BRIEF
If a line below contains the string "side", return that line.
+++ DATA SHOWN +++
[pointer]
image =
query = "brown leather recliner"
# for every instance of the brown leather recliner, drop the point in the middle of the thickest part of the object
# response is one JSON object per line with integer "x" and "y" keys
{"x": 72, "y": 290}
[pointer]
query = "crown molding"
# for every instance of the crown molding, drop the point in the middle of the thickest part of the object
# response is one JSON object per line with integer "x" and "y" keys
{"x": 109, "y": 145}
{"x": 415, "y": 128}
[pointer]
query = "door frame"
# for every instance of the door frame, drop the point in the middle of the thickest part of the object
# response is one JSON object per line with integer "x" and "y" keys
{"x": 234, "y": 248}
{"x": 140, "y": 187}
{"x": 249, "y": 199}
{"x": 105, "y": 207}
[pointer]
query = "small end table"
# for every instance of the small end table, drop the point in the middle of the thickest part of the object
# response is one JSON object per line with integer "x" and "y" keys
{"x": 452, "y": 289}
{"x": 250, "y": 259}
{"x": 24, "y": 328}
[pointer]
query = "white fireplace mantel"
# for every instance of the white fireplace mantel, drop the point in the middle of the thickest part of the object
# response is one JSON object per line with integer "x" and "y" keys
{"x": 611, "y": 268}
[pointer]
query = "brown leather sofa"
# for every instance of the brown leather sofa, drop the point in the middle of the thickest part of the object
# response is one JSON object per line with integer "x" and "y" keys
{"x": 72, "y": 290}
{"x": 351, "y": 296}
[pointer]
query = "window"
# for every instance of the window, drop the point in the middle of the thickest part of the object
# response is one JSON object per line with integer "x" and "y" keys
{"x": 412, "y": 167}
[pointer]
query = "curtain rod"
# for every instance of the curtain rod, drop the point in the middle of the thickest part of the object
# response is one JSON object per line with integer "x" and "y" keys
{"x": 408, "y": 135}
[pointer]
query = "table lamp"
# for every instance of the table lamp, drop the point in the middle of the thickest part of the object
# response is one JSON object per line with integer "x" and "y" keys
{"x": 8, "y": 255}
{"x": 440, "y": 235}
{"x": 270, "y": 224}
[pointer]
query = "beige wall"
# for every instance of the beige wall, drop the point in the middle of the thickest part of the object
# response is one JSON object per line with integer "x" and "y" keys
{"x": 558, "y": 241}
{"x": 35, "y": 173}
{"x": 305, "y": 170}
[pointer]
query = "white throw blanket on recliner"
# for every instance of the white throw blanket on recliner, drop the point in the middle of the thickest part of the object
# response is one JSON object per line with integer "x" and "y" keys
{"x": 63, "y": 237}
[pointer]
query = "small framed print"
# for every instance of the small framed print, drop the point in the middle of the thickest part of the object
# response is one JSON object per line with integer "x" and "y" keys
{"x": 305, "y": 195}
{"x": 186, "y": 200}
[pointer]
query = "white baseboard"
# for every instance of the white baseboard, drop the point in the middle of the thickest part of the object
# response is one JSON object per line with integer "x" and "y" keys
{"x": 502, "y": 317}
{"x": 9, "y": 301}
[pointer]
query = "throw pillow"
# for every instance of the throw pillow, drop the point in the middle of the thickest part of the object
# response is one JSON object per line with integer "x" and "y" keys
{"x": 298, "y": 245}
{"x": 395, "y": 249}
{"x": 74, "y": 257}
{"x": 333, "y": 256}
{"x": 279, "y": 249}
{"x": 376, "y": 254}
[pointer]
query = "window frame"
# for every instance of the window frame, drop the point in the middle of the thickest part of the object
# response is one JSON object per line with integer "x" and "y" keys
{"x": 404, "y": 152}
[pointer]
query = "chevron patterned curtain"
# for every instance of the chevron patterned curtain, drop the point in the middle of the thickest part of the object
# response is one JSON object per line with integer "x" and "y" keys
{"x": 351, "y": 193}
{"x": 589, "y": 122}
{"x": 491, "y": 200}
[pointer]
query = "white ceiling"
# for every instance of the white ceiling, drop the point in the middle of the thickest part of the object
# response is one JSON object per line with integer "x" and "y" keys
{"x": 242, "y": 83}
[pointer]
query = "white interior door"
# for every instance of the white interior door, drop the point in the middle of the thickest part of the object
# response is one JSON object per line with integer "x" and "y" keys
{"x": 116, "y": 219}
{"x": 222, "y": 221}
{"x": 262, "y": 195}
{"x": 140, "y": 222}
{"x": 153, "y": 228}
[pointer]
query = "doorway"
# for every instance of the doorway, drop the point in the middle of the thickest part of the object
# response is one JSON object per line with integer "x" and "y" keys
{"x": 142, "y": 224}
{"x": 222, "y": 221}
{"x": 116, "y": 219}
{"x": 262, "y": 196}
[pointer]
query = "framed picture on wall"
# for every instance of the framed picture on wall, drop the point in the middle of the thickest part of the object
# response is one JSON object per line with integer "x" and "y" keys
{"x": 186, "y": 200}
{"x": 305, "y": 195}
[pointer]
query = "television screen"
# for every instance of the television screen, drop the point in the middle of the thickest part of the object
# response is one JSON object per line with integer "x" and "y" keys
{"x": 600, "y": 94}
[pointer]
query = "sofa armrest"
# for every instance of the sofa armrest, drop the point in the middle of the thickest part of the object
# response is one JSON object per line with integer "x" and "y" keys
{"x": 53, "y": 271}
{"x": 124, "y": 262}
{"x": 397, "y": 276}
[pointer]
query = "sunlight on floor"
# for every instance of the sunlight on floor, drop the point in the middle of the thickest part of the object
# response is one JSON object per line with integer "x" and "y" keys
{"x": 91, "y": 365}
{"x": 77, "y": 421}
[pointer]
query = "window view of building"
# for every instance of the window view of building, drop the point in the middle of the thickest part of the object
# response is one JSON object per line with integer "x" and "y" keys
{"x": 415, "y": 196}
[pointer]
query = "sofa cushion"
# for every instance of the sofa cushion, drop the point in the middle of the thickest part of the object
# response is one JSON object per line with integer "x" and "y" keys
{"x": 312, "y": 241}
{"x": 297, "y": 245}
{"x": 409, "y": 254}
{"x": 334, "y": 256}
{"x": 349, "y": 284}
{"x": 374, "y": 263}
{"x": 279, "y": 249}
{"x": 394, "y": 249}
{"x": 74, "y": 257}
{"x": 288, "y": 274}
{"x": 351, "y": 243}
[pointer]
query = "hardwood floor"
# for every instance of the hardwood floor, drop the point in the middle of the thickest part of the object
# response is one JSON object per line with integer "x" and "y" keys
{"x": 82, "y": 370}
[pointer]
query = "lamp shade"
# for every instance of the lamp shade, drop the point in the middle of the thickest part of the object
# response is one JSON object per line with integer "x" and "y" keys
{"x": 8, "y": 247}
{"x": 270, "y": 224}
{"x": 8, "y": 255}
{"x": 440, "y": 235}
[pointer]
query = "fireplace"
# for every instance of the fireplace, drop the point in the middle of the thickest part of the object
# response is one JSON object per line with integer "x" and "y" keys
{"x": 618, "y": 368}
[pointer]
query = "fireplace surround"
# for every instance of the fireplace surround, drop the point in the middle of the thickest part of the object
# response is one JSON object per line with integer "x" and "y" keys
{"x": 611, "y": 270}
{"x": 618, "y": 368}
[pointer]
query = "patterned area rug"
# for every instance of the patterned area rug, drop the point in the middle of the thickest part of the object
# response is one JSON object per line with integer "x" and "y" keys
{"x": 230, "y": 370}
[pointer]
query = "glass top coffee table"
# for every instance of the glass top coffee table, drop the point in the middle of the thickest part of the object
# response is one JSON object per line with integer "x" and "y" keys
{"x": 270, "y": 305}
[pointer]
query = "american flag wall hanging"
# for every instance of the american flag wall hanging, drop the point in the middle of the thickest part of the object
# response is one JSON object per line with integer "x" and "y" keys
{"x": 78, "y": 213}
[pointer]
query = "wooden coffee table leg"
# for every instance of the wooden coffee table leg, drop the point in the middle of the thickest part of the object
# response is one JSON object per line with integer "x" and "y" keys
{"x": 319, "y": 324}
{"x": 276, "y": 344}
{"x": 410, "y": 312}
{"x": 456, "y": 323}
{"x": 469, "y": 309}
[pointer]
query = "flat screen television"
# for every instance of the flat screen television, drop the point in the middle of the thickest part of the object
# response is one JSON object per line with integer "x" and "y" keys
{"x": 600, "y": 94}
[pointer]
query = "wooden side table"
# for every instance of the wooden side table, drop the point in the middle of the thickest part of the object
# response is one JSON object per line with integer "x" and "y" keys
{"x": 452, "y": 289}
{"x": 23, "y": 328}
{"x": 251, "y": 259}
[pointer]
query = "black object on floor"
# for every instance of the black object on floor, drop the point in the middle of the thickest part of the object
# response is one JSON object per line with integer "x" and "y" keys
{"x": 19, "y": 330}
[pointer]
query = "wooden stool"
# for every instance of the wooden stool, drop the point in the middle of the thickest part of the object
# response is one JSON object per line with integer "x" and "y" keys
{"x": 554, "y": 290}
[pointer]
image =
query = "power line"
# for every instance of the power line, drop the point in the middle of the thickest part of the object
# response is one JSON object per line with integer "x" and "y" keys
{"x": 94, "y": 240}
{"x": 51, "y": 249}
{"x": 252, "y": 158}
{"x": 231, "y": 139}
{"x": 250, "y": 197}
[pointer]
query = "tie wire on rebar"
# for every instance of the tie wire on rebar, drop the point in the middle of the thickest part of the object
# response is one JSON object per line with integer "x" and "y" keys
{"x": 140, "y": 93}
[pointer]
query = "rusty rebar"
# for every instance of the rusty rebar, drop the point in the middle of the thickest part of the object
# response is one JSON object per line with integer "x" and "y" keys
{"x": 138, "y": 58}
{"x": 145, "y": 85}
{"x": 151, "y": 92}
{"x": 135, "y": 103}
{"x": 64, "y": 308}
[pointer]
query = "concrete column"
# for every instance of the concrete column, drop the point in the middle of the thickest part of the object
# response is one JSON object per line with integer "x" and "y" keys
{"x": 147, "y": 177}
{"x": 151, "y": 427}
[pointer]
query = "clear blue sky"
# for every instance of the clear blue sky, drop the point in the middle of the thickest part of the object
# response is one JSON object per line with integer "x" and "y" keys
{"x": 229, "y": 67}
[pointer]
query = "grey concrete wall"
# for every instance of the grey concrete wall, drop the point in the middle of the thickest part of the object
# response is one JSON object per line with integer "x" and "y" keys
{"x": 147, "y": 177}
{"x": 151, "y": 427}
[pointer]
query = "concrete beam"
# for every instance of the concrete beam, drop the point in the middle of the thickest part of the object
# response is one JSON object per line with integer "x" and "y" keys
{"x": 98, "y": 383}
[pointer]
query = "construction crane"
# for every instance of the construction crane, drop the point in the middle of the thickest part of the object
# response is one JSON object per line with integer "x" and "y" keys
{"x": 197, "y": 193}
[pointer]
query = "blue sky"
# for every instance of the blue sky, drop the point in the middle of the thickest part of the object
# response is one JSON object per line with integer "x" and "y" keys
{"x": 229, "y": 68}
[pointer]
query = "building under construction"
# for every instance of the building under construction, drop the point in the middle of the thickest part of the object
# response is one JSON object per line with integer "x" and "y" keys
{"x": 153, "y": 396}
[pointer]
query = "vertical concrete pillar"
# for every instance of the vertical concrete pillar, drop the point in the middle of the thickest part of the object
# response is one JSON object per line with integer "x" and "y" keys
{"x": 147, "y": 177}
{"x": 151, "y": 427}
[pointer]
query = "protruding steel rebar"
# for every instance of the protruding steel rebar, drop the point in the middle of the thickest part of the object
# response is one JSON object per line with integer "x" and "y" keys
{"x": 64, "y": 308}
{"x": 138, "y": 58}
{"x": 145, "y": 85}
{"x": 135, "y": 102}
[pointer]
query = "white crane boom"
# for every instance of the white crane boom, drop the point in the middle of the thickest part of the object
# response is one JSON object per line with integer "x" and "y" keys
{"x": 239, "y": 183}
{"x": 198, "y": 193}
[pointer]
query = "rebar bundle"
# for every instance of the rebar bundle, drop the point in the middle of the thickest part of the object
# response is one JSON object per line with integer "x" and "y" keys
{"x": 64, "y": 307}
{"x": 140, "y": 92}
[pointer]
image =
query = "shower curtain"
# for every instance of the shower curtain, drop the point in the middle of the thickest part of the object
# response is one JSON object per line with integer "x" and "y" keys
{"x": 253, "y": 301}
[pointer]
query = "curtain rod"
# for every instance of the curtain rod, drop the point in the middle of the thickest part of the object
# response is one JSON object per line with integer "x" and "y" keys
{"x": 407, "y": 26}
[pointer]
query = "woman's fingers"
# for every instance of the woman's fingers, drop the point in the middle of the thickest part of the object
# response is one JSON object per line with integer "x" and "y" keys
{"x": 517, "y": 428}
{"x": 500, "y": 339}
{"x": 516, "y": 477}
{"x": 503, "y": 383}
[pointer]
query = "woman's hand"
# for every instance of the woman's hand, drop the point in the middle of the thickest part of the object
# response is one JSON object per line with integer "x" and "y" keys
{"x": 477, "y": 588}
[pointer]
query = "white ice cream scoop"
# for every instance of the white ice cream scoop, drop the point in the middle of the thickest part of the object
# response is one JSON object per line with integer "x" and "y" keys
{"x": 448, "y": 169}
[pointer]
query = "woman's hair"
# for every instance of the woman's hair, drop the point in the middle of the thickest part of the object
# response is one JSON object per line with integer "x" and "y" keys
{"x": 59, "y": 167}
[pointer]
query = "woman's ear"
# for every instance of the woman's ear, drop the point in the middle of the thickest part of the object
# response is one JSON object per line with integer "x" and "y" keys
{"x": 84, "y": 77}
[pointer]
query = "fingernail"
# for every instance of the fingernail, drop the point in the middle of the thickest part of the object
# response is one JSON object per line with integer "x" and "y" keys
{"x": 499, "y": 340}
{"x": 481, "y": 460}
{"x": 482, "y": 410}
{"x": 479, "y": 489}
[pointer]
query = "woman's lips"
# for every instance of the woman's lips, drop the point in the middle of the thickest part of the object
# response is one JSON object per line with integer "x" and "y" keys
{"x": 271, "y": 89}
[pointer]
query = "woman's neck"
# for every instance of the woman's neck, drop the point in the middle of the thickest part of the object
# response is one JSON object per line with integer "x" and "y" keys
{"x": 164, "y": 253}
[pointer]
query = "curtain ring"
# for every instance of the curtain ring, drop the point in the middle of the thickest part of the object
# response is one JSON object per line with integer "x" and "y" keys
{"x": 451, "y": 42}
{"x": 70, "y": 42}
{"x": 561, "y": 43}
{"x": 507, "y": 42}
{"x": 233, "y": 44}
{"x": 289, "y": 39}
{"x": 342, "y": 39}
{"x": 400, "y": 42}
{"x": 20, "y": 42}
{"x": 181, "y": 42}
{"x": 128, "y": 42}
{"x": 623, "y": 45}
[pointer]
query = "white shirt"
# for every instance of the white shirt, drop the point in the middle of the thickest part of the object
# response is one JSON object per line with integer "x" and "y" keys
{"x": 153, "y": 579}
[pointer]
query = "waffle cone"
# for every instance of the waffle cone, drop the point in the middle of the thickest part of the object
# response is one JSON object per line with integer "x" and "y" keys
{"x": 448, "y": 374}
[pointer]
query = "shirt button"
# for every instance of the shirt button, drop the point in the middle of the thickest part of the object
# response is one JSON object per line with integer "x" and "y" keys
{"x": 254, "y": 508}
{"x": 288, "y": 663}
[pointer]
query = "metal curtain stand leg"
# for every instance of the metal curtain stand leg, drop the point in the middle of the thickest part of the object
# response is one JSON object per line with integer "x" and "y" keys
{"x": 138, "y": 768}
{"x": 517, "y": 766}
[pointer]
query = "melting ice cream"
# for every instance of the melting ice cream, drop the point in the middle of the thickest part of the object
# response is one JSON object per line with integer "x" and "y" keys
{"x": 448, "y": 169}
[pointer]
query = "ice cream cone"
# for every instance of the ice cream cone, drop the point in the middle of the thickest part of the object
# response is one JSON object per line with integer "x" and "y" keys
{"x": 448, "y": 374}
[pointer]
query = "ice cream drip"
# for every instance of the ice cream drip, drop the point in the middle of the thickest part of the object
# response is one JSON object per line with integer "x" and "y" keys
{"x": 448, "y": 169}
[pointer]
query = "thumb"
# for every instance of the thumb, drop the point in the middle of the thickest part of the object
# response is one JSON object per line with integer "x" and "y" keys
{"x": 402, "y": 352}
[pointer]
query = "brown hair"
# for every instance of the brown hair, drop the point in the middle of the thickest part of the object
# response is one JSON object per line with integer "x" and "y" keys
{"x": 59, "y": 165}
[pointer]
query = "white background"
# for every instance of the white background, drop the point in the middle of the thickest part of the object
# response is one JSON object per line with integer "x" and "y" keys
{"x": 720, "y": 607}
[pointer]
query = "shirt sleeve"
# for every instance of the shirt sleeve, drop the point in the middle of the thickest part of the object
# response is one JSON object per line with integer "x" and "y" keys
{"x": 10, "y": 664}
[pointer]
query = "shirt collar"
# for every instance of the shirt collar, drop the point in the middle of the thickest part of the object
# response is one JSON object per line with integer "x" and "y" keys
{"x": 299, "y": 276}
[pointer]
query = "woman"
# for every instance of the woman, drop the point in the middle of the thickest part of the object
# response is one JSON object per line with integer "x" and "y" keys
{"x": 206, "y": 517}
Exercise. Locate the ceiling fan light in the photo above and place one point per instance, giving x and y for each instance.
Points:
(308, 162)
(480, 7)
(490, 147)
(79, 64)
+++
SOLUTION FOR THIS EXERCISE
query = "wooden side table"
# for every instance of the wooden side table, drop the point in the middle of the thickest part of the object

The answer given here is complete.